| Supplied text |
From the Jerusalem Post:-

In the face of Iran’s race to obtain nuclear weapons, the Israel Air Force has expressed newfound interest in receiving the F-22 - a US-developed fifth generation stealth fighter jet - and has requested that the Defense Ministry present the request on its behalf to the Pentagon, The Jerusalem Post has learned.

While the sale or transfer of F-22s to Israel did not come up in talks Wednesday between Defense Minister Amir Peretz and US Defense Secretary Robert Gates, defense officials told the Post that Israel would ask to receive the aircraft in order to retain its “military edge” in the Middle East.

... The F-22 formally entered operational service in the US Air Force in December 2005 but has not yet been sold outside the US due to a federal law which barred export sale of the aircraft.

Last March, however, Congress lifted the nine-year ban on its sale, potentially clearing the path for an Israeli purchase of what is considered the most advanced fighter jet in the world today.

The single-seater, double-engine aircraft can achieve stealth though a combination of its shape, composite materials, color and other integrated systems.

| What you need to do |
1 - According to the F-22 news excerpt, why had the F-22 not been sold outside the US? Please answer in one to three sentences.
2 - Continue the F-22 news excerpt from its final sentence on the aircraft's stealth features.

| Entries for pointing and labeling |
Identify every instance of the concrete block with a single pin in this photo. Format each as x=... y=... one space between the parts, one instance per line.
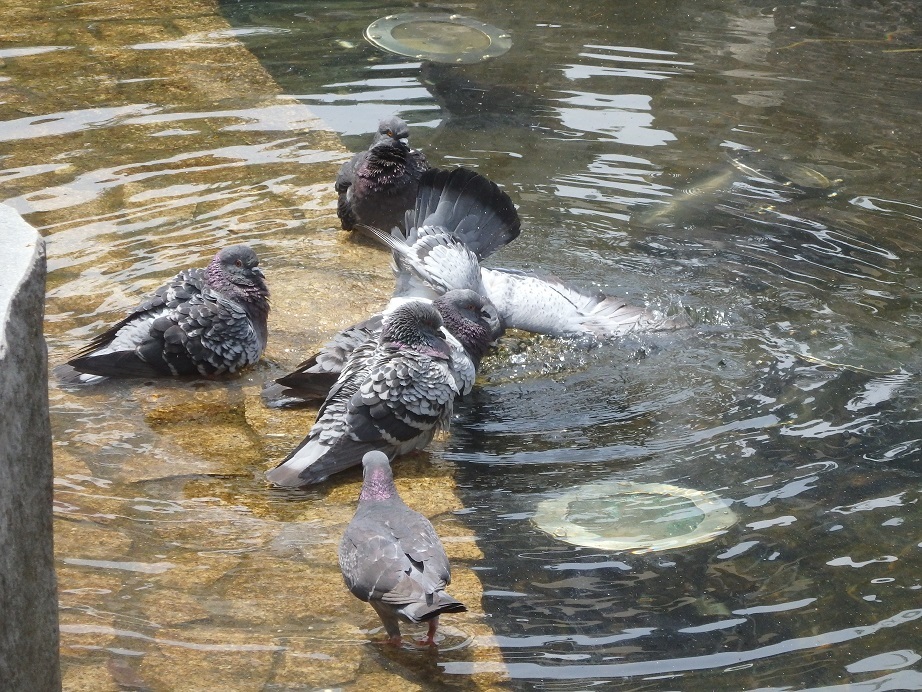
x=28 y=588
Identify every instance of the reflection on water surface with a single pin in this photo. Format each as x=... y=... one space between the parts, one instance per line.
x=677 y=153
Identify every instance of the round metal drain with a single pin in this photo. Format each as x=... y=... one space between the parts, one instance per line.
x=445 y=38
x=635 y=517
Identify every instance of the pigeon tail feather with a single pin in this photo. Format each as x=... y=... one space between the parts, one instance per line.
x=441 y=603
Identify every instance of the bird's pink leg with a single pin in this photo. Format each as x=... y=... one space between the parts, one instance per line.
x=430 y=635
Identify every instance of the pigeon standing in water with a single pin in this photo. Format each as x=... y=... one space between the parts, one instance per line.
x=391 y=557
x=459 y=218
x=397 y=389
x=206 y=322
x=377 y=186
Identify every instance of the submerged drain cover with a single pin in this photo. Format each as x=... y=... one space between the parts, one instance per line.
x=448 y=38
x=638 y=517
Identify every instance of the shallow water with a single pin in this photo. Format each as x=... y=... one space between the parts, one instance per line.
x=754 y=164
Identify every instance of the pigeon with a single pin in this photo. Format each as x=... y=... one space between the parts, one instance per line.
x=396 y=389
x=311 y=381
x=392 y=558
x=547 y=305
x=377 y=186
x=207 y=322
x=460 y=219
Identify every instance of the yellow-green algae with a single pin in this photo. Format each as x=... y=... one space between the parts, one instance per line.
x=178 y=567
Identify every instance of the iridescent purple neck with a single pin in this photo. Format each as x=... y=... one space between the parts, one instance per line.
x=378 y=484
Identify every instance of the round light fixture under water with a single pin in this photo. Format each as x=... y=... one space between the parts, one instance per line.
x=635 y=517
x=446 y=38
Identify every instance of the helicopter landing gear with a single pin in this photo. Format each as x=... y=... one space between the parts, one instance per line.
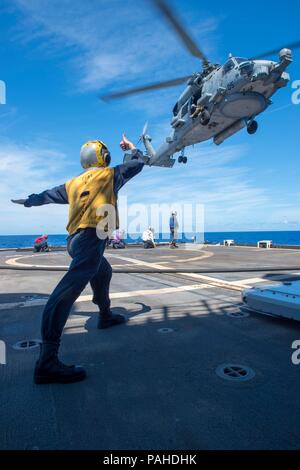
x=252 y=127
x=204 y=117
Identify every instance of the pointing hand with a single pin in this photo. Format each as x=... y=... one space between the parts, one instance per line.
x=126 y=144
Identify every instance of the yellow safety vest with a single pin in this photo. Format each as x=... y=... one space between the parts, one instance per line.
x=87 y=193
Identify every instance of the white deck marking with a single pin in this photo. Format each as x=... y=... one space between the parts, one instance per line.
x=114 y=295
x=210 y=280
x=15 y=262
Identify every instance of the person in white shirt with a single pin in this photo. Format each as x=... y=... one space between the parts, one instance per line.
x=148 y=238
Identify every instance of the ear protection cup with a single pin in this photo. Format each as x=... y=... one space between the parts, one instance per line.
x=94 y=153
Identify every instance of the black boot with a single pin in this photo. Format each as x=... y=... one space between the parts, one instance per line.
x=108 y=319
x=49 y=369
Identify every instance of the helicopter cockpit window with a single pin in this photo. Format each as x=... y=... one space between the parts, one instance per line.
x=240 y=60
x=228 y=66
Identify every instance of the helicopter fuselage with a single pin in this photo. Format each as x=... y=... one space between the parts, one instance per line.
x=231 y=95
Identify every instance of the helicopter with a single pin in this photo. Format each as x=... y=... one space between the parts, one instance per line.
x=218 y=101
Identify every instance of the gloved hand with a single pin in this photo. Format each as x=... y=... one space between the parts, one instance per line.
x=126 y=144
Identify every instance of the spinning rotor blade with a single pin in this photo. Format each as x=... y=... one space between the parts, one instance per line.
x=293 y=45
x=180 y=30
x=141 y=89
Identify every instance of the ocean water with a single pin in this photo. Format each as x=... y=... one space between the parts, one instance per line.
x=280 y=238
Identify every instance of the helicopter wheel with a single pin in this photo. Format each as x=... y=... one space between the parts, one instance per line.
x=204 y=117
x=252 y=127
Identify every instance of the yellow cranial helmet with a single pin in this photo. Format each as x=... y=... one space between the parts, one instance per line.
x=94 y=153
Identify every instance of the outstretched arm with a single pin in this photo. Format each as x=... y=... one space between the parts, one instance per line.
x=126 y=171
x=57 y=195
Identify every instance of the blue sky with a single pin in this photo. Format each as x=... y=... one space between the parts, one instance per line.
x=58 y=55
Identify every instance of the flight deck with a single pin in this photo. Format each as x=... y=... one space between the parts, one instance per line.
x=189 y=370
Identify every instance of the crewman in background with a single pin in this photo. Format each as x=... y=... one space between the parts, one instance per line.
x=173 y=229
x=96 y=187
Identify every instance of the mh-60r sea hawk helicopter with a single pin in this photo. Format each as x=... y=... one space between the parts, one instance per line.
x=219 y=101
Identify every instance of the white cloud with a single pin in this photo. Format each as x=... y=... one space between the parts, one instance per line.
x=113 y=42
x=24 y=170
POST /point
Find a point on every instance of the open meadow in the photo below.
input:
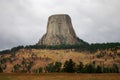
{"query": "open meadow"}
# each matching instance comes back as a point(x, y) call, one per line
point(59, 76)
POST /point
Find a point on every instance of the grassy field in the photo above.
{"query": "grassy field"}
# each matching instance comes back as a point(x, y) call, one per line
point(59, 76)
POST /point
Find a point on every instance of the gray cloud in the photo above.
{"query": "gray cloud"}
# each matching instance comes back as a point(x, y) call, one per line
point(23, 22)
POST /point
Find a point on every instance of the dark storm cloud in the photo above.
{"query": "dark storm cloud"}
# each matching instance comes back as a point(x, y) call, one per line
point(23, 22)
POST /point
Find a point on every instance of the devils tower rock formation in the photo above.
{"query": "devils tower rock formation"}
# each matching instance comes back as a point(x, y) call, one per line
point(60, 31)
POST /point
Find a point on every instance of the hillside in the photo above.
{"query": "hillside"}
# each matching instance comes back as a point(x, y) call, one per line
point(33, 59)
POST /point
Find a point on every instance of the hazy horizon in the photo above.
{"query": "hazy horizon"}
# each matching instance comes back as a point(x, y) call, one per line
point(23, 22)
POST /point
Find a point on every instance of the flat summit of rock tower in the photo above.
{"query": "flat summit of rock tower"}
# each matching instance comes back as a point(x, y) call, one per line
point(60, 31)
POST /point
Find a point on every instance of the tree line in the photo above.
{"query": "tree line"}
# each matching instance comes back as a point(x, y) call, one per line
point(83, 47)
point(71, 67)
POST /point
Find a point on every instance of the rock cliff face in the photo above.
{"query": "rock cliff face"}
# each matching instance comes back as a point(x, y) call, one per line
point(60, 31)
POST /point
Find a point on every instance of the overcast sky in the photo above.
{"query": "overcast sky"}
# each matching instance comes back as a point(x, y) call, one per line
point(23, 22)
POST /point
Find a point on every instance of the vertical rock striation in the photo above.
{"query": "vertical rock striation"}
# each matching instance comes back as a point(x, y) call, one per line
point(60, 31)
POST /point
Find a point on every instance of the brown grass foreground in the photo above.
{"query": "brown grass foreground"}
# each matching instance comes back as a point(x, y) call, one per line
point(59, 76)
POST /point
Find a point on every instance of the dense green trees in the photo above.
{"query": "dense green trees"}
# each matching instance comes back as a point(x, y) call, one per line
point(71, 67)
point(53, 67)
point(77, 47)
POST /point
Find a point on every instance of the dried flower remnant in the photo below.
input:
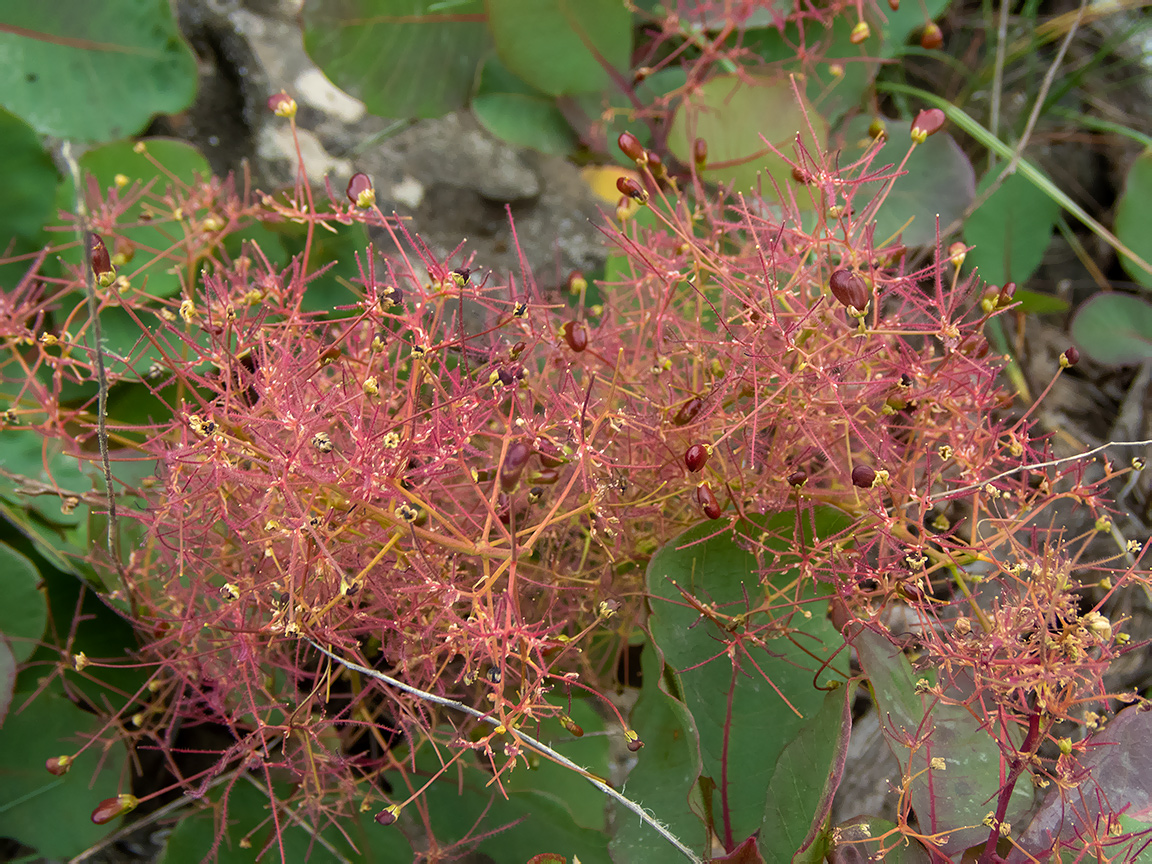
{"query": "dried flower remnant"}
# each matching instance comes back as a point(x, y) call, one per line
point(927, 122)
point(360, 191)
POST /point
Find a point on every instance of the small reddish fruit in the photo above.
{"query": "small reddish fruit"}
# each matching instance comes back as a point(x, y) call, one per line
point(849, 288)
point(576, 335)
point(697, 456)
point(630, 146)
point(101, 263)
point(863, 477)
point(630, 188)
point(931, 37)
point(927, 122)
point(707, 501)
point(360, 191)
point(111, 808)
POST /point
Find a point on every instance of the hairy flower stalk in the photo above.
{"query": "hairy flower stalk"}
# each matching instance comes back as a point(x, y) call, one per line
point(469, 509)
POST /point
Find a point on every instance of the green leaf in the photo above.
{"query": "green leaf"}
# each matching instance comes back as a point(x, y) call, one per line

| Task-by-task results |
1 - The F-22 had not been sold outside the US because a federal law barred its export sale. That ban lasted nine years and was lifted by Congress the previous March.

2 -
A positive US decision on the issue in the coming months could see the F-22 in Israel by the end of decade, years before the IAF is expected to begin receiving the Joint Strike Fighter (JSF) - another stealth fighter under development - also known as the F-35, expected in 2014.

On Thursday, Gates tried to ease Israeli concerns about the planned American weapons sale to Saudi Arabia as well as other US Gulf allies, saying that Washington remained committed to preserving Israel’s military edge over its neighbors.

Gates also said his 24-hour trip to Israel did not include any discussions on taking military action against Iran. He reiterated his belief that diplomacy was the best course of action for halting Iran’s nuclear program.

In her talks with Gates, Foreign Minister Tzipi Livni warned that the countries under threat from Iran were testing the Free World and vacillation was perceived as weakness. This might create a desire to appease Iran, she said. Livni cautioned that only the determination of the international community would keep the “moderate camp” on the same side.

“We live in a neighborhood in which a projected image is very meaningful,” she said. “If the impression is that the world is losing to the ‘neighborhood bully,’ they will want to join him.” Before leaving Israel, Gates visited the Yad Vashem Holocaust Museum in Jerusalem, accompanied by Peretz.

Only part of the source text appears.